Records from a data source
/---

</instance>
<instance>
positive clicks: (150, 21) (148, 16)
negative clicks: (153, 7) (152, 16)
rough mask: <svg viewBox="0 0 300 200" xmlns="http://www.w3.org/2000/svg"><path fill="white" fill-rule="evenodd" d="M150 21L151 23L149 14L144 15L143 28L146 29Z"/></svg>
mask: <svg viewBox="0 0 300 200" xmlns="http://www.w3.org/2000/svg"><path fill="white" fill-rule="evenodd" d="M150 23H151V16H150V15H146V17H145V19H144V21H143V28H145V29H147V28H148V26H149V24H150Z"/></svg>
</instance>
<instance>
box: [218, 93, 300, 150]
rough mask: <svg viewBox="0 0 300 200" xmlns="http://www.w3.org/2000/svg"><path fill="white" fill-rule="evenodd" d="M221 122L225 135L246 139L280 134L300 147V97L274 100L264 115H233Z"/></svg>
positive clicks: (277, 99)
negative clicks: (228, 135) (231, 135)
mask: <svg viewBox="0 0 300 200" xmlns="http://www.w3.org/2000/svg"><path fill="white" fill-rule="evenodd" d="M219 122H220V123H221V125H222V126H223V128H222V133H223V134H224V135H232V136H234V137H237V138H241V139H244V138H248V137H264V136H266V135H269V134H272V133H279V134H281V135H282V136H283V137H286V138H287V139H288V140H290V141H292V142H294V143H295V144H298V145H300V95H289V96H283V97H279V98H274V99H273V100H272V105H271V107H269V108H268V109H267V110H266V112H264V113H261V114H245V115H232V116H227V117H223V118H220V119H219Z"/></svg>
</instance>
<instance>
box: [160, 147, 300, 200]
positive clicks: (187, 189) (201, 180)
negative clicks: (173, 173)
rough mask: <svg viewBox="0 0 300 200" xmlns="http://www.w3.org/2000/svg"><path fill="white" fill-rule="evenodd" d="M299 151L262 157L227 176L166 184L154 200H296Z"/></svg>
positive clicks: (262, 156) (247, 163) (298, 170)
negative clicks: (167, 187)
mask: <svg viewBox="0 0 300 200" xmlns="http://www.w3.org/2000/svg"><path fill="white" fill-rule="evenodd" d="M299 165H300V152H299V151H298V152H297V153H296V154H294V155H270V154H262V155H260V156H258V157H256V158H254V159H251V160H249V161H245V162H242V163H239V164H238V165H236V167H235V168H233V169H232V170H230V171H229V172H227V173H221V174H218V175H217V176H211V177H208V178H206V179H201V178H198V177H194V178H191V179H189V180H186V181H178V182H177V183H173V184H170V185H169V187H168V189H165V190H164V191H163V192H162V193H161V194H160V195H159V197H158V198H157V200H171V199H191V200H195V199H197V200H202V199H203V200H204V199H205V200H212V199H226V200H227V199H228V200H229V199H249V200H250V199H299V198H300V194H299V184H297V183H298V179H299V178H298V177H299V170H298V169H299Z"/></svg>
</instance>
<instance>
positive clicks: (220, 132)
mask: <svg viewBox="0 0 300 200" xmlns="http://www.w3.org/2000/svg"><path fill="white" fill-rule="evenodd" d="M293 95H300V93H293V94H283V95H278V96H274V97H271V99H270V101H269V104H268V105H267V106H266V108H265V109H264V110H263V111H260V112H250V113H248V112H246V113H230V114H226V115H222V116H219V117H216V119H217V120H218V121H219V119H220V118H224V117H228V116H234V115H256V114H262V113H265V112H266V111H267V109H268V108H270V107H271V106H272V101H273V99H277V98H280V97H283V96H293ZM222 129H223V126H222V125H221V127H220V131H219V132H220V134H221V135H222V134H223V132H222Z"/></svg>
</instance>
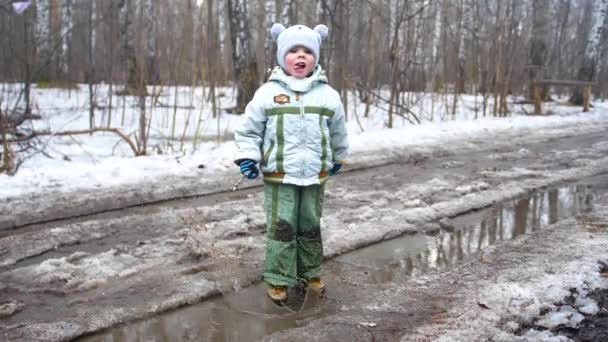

\---

Exercise: In your copy, every entry above must match word for word, and no picture may appear.

Solution to this exercise:
</instance>
<instance>
positive clicks: (150, 21) (148, 16)
negative clicks: (153, 7) (152, 16)
rough mask: <svg viewBox="0 0 300 200" xmlns="http://www.w3.org/2000/svg"><path fill="white" fill-rule="evenodd" d="M150 21L151 23L149 14L144 15L143 28L146 29Z"/></svg>
mask: <svg viewBox="0 0 300 200" xmlns="http://www.w3.org/2000/svg"><path fill="white" fill-rule="evenodd" d="M150 23H151V16H150V15H146V17H145V19H144V21H143V28H145V29H147V28H148V26H149V24H150Z"/></svg>
</instance>
<instance>
box: [218, 93, 300, 150]
rough mask: <svg viewBox="0 0 300 200" xmlns="http://www.w3.org/2000/svg"><path fill="white" fill-rule="evenodd" d="M221 122L225 135L246 139L280 134L300 147V97L274 100L264 115H233Z"/></svg>
positive clicks: (277, 99)
negative clicks: (228, 135) (231, 135)
mask: <svg viewBox="0 0 300 200" xmlns="http://www.w3.org/2000/svg"><path fill="white" fill-rule="evenodd" d="M219 122H220V123H221V125H222V126H223V128H222V133H223V134H224V135H232V136H234V137H237V138H241V139H244V138H248V137H264V136H266V135H269V134H272V133H279V134H281V135H282V136H283V137H286V138H287V139H288V140H290V141H292V142H294V143H295V144H298V145H300V95H289V96H283V97H279V98H274V99H273V100H272V105H271V107H269V108H268V109H267V110H266V112H264V113H261V114H245V115H232V116H227V117H223V118H220V119H219Z"/></svg>
</instance>
<instance>
box: [160, 147, 300, 200]
positive clicks: (187, 189) (201, 180)
negative clicks: (173, 173)
rough mask: <svg viewBox="0 0 300 200" xmlns="http://www.w3.org/2000/svg"><path fill="white" fill-rule="evenodd" d="M299 151L262 157L227 176L166 184L154 200H296Z"/></svg>
positive clicks: (262, 156) (247, 163) (298, 170)
negative clicks: (167, 187)
mask: <svg viewBox="0 0 300 200" xmlns="http://www.w3.org/2000/svg"><path fill="white" fill-rule="evenodd" d="M299 165H300V152H299V151H298V152H297V153H296V154H294V155H270V154H262V155H260V156H258V157H256V158H254V159H251V160H249V161H245V162H242V163H239V164H238V165H236V167H235V168H233V169H232V170H230V171H229V172H227V173H221V174H218V175H217V176H211V177H208V178H206V179H201V178H198V177H194V178H191V179H189V180H186V181H178V182H177V183H173V184H170V185H169V187H168V189H165V190H164V191H163V192H162V193H161V194H160V195H159V197H158V198H157V200H171V199H191V200H195V199H197V200H202V199H203V200H204V199H205V200H212V199H226V200H227V199H228V200H229V199H249V200H250V199H299V198H300V194H299V184H297V183H298V179H299V178H298V177H299V170H298V169H299Z"/></svg>
</instance>
<instance>
positive clicks: (220, 132)
mask: <svg viewBox="0 0 300 200" xmlns="http://www.w3.org/2000/svg"><path fill="white" fill-rule="evenodd" d="M293 95H300V93H293V94H283V95H278V96H274V97H271V99H270V101H269V104H268V105H267V106H266V108H265V109H264V110H263V111H260V112H250V113H248V112H246V113H230V114H226V115H222V116H219V117H216V119H217V120H218V121H219V119H220V118H224V117H228V116H234V115H256V114H262V113H265V112H266V111H267V109H268V108H270V107H271V106H272V101H273V99H277V98H280V97H283V96H293ZM222 129H223V126H222V125H221V127H220V131H219V132H220V134H221V135H222V134H223V132H222Z"/></svg>
</instance>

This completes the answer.